#### READING PASSAGE:
◇ ◇ ◇

Basic Data Import Tutorial

Introduction

This tutorial will provide you with the very basics of writing a custom import mapping, using an example mapping document, sample data, and a basic profile configuration for Providence.

The tutorial is only intended to be a simple overview of basic import mapping principles. For more exhaustive and complete documentation of the many various options and rules, please refer to the Data Importer page.

To begin this tutorial, download the following three files.

At its simplest, the import mapping is essentially a schema crosswalk: for every data source you list, you declare a target “destination” for where the data should end up in CollectiveAccess. However, there are several additional rules and parameters you can set to ensure the “data reader” can correctly parse and process the data.

Here is a column-by-column explanation of each component of the import mapping document.

1. Rule types (Column 1)

For each line in your import mapping document, you must declare a rule type. This basically just sets what each line’s job is going to be during the import. The complete list of rules can be found on the Data Importer page, but these are the rules necessary to run a basic import, and sufficient for most data imports.

Rule type Description
Mapping Maps a data source (such as a column in an Excel spreadsheet or a specific tag in XML) to a CollectiveAccess metadata element.
Skip Use Skip to ignore a data source.
Constant Sets an arbitrary constant value. Add the value to the source column and the value will be set in the corresponding metadata element for every record that is imported.
Setting Sets general preferences for the mapping overall (SEE BELOW).

◇ ◇ ◇

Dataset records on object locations
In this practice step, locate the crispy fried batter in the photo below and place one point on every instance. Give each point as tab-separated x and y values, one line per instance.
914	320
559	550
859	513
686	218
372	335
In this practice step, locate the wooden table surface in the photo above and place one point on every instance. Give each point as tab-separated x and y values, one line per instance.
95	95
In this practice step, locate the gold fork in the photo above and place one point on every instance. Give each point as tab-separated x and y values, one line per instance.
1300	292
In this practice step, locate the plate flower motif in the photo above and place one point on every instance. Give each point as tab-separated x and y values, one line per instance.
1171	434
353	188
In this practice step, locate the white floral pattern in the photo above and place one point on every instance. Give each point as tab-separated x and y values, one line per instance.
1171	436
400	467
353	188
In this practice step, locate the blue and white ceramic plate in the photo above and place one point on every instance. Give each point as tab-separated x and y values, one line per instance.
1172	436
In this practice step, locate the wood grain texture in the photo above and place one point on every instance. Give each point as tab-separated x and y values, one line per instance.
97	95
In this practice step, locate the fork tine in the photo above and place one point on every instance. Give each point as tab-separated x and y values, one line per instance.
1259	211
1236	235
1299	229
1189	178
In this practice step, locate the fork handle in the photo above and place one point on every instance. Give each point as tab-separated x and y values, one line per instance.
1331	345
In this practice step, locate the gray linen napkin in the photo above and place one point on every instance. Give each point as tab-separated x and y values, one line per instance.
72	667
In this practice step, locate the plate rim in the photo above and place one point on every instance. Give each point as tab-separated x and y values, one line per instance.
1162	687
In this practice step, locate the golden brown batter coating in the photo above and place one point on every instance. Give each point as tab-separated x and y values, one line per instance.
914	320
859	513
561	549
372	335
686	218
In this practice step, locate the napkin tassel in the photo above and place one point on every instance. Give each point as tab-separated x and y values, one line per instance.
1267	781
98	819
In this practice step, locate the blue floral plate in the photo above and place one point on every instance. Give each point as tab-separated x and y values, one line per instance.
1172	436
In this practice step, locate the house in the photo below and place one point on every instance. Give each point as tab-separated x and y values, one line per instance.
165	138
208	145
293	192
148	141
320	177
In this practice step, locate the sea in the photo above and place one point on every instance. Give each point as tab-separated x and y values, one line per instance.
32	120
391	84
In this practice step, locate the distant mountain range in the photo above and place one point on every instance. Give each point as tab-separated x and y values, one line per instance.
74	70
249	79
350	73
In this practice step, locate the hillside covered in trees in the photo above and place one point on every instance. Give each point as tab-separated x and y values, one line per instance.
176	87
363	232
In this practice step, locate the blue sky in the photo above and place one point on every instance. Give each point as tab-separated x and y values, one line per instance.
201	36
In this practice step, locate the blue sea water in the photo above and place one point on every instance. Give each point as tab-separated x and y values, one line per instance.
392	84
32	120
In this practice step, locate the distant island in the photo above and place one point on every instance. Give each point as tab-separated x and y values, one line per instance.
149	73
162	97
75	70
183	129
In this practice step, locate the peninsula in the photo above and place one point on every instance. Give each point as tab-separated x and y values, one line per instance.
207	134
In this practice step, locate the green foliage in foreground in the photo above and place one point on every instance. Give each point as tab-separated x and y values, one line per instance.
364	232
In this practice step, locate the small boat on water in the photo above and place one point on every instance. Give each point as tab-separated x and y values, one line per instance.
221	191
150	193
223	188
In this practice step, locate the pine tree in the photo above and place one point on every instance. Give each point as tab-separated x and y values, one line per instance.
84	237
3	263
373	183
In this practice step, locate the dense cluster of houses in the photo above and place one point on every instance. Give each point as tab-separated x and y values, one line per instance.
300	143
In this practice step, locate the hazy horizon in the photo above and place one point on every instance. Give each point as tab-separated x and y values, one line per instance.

◇ ◇ ◇

#### TASK REQUIREMENTS:
(A) Retype the data import tutorial in full, with no changes.
(B) Echo the records above from the line containing "In this practice step, locate the hillside" through the last line of the records, inclusive, reproducing those lines with no changes.

#### TASK RESULTS:
(A)
Basic Data Import Tutorial

Introduction

This tutorial will provide you with the very basics of writing a custom import mapping, using an example mapping document, sample data, and a basic profile configuration for Providence.

The tutorial is only intended to be a simple overview of basic import mapping principles. For more exhaustive and complete documentation of the many various options and rules, please refer to the Data Importer page.

To begin this tutorial, download the following three files.

At its simplest, the import mapping is essentially a schema crosswalk: for every data source you list, you declare a target “destination” for where the data should end up in CollectiveAccess. However, there are several additional rules and parameters you can set to ensure the “data reader” can correctly parse and process the data.

Here is a column-by-column explanation of each component of the import mapping document.

1. Rule types (Column 1)

For each line in your import mapping document, you must declare a rule type. This basically just sets what each line’s job is going to be during the import. The complete list of rules can be found on the Data Importer page, but these are the rules necessary to run a basic import, and sufficient for most data imports.

Rule type Description
Mapping Maps a data source (such as a column in an Excel spreadsheet or a specific tag in XML) to a CollectiveAccess metadata element.
Skip Use Skip to ignore a data source.
Constant Sets an arbitrary constant value. Add the value to the source column and the value will be set in the corresponding metadata element for every record that is imported.
Setting Sets general preferences for the mapping overall (SEE BELOW).

(B)
In this practice step, locate the hillside covered in trees in the photo above and place one point on every instance. Give each point as tab-separated x and y values, one line per instance.
176	87
363	232
In this practice step, locate the blue sky in the photo above and place one point on every instance. Give each point as tab-separated x and y values, one line per instance.
201	36
In this practice step, locate the blue sea water in the photo above and place one point on every instance. Give each point as tab-separated x and y values, one line per instance.
392	84
32	120
In this practice step, locate the distant island in the photo above and place one point on every instance. Give each point as tab-separated x and y values, one line per instance.
149	73
162	97
75	70
183	129
In this practice step, locate the peninsula in the photo above and place one point on every instance. Give each point as tab-separated x and y values, one line per instance.
207	134
In this practice step, locate the green foliage in foreground in the photo above and place one point on every instance. Give each point as tab-separated x and y values, one line per instance.
364	232
In this practice step, locate the small boat on water in the photo above and place one point on every instance. Give each point as tab-separated x and y values, one line per instance.
221	191
150	193
223	188
In this practice step, locate the pine tree in the photo above and place one point on every instance. Give each point as tab-separated x and y values, one line per instance.
84	237
3	263
373	183
In this practice step, locate the dense cluster of houses in the photo above and place one point on every instance. Give each point as tab-separated x and y values, one line per instance.
300	143
In this practice step, locate the hazy horizon in the photo above and place one point on every instance. Give each point as tab-separated x and y values, one line per instance.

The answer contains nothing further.